**REQUEST**
Pull out each line of the material that contains the string "front", treating uppercase and lowercase as different.

(Pointing and labeling entries)
-=-=-
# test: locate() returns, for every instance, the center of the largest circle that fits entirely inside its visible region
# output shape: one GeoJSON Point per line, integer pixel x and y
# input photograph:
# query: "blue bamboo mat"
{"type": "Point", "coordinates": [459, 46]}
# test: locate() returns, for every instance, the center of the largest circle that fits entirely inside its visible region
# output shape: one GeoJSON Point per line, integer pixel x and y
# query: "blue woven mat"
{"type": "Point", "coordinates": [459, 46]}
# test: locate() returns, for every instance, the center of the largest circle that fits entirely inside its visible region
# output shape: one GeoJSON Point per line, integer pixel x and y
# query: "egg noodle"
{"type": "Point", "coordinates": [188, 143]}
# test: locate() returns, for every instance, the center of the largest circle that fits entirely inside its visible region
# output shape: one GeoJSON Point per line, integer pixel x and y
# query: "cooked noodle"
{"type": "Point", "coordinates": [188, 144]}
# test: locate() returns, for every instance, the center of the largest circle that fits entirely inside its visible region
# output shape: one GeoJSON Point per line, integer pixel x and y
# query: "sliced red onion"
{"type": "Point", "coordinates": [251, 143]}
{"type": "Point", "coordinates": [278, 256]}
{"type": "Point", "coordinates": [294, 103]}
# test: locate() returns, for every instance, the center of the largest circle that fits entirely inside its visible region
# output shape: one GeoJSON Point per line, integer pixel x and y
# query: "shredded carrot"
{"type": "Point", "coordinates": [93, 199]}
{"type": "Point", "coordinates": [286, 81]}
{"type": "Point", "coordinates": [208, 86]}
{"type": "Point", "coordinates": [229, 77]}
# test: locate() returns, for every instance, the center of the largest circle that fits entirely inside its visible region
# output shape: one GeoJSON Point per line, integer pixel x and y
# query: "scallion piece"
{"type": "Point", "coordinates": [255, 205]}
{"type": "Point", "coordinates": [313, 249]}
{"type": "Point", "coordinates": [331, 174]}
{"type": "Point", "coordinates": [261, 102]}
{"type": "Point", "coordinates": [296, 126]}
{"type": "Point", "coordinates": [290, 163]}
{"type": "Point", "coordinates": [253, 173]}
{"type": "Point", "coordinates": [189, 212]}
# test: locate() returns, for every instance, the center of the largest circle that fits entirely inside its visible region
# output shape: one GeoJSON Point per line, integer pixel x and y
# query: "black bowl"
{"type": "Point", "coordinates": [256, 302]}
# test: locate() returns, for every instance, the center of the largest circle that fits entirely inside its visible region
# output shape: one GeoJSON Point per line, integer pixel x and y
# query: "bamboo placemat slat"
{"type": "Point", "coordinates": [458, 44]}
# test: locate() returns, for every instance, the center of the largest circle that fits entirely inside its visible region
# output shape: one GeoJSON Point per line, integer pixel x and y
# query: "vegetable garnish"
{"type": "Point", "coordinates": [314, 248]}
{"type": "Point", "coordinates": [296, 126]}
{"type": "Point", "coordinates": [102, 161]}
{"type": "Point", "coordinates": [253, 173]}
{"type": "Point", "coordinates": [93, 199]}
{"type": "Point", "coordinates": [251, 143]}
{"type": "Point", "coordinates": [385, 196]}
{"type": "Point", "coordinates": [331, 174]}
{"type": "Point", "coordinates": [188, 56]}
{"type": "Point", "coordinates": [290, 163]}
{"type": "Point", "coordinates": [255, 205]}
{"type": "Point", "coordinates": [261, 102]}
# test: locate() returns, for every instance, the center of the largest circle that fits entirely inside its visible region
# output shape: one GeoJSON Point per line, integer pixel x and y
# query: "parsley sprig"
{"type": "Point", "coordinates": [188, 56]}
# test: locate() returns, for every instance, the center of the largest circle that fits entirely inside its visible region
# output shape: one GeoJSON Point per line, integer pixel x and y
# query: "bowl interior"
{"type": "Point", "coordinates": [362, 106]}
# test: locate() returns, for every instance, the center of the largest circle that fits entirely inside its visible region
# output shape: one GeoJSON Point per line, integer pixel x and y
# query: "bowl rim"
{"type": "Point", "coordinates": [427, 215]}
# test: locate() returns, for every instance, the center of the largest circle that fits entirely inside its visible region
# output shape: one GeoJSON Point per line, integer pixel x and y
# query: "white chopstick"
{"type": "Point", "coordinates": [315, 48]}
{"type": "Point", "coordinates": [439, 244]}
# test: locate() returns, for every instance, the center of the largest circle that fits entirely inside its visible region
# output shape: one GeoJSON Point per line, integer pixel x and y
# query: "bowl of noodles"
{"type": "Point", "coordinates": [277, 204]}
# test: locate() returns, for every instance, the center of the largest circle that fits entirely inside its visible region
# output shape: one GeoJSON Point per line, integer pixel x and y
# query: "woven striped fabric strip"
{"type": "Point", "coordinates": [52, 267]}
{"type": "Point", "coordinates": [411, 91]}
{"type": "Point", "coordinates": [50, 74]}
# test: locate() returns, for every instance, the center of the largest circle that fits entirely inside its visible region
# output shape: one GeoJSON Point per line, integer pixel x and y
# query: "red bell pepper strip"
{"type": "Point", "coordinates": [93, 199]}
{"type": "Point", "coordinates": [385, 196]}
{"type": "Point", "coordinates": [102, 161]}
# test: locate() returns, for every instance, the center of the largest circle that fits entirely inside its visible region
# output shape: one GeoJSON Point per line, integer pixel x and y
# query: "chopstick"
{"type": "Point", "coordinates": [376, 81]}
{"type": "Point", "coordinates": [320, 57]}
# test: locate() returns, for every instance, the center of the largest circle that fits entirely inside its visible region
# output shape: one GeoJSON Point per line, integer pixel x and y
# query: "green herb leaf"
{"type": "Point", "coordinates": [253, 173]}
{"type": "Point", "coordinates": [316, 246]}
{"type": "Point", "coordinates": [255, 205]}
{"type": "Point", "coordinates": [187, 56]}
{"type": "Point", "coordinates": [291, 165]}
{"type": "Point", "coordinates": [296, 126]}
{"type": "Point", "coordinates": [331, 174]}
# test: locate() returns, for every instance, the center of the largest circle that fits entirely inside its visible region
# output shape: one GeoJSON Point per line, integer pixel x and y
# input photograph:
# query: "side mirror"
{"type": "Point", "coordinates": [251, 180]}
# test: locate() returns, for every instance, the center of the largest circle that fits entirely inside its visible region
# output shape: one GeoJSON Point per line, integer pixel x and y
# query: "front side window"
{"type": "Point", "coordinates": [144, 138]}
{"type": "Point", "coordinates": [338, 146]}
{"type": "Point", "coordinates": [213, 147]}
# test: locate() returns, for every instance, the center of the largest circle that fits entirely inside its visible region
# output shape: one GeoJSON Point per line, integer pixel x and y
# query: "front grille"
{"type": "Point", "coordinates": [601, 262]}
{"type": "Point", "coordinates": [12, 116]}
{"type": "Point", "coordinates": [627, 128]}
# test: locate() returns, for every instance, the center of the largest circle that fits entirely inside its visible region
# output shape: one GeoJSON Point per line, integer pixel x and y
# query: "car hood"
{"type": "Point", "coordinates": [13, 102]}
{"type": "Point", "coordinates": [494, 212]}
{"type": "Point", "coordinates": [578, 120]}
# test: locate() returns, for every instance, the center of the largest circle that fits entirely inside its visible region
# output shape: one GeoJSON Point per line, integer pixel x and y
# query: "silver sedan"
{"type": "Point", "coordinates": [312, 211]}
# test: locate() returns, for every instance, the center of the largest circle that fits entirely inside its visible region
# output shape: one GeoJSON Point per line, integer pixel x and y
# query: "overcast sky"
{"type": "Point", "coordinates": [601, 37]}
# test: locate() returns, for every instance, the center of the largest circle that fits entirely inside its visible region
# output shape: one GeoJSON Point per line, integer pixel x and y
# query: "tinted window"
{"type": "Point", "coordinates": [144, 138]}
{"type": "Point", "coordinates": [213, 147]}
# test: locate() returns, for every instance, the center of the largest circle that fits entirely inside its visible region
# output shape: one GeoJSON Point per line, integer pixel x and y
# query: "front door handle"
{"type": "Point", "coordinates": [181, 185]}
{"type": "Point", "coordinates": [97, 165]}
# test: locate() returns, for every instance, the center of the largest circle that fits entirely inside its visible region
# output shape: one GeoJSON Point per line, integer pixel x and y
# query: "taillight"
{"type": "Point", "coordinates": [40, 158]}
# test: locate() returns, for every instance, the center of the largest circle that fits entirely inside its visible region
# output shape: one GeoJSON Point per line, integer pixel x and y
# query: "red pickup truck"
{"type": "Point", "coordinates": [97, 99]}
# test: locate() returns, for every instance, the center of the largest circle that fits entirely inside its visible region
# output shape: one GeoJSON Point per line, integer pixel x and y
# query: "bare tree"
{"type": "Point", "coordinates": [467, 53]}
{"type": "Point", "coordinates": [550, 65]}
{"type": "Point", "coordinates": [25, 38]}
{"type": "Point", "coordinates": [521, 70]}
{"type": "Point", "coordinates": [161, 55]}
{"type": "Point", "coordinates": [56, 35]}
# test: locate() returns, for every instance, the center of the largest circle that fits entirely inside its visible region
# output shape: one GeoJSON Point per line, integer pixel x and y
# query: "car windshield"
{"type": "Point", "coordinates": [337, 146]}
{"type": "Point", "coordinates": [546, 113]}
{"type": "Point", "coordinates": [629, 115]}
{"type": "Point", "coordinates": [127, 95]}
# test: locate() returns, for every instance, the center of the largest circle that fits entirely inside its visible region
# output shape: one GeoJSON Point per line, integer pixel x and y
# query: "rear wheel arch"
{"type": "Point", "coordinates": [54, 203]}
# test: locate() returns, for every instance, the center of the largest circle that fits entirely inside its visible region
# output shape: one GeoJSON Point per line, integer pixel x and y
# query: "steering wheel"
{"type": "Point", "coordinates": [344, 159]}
-=-=-
**WORKED SOLUTION**
# query: "front side window"
# query: "front grille"
# query: "front door handle"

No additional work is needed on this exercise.